Segment Start: Provided material

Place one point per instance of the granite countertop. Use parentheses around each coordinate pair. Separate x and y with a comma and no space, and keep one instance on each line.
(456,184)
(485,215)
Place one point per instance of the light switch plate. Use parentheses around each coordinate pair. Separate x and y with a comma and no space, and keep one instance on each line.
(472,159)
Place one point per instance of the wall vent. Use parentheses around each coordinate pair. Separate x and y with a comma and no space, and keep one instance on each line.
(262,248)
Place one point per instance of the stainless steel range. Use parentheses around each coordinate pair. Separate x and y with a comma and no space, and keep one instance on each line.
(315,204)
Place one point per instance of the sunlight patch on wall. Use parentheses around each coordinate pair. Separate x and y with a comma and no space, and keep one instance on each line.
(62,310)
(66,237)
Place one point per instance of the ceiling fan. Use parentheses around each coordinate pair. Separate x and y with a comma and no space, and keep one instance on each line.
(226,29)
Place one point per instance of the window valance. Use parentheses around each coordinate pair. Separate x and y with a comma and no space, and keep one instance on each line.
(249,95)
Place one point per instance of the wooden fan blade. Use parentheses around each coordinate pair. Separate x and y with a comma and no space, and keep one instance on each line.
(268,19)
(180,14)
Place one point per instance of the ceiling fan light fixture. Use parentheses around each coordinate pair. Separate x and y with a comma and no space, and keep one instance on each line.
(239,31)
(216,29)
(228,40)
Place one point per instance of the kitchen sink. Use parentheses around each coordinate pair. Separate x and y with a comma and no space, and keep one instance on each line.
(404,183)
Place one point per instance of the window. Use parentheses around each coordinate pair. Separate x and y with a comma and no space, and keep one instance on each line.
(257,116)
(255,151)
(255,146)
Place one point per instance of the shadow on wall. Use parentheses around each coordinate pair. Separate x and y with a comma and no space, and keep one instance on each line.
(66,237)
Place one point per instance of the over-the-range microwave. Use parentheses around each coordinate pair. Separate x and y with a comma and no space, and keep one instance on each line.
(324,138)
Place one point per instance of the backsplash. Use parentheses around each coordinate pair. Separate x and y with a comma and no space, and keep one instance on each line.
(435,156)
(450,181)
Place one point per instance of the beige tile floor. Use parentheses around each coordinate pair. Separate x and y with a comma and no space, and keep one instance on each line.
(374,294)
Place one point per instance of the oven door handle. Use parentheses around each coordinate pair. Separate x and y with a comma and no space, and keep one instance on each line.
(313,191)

Segment End: Provided material

#### Exercise directions
The whole listing above is to be output exactly.

#### Worked solution
Place one point per instance of the granite countertop. Use parentheses around each coordinate pair. Separate x and y with a comma and no space, and keep one instance on each line.
(456,184)
(485,215)
Place one point per instance of the light switch plate. Use parentheses around each coordinate pair. Separate x and y with a comma and no space, and keep one instance on each line.
(472,159)
Place one point per instance of the wall vent. Use parentheses around each coordinate pair. Separate x and y with a comma and no space, and keep one instance on each line.
(262,248)
Place one point per instance of the stainless steel range. Use parentheses around each coordinate pair. Separate x and y with a comma and no space, and keep one instance on each line.
(315,204)
Place one point per instance of the sunlight patch on wall. Use parentheses around each coordinate pair. Separate x and y with a comma and no space, and keep one instance on each line.
(62,310)
(66,237)
Place one point per instance of the ceiling fan. Use parentheses around each coordinate pair. Separate x and y with a comma and no space, and keep one instance on each line.
(226,29)
Place one point per instance of the window valance. Use parentheses around each coordinate pair. Separate x and y with a comma and no space, and keep one instance on each line.
(249,95)
Place one point per instance of the wooden fan blade. Use parentheses around each coordinate pair. Separate x and y with a comma and no space, and keep one instance on each line.
(268,19)
(180,14)
Place one point per instance of the ceiling fan light fixture. Use parentheses around each coordinate pair. Separate x and y with a comma and no space, and keep one instance on each line.
(239,31)
(216,29)
(228,40)
Place one point per instance of the kitchen sink. Use parentheses around each coordinate pair. Separate x and y with a comma and no space, and keep one instance on each line.
(404,183)
Place one point per instance of the window. Use parentheses around each coordinate pair. Separate x and y with a comma and no space, and keep one instance on each line.
(257,116)
(255,151)
(255,146)
Place one point per instance of the shadow on wall. Use parentheses around each coordinate pair. Separate x and y with a comma and no space, and keep one instance on each line.
(66,237)
Place one point per instance of the over-the-range microwave. Use parentheses around each coordinate pair. Separate x and y with a comma and no space, and keep one instance on each line.
(324,138)
Place one point per instance of the backsplash. Use parentheses around each coordinate pair. Separate x and y with a comma and no space, and keep one instance on each line.
(435,156)
(450,181)
Place one point per instance of the beige tile floor. Use parentheses around each coordinate pair. Separate x and y with a comma and no space, and keep one instance on each line.
(374,294)
Place one point per instance of the oven door handle. Use parentheses around each coordinate pair. Separate x and y with a comma and no space, and keep one instance on each line.
(313,191)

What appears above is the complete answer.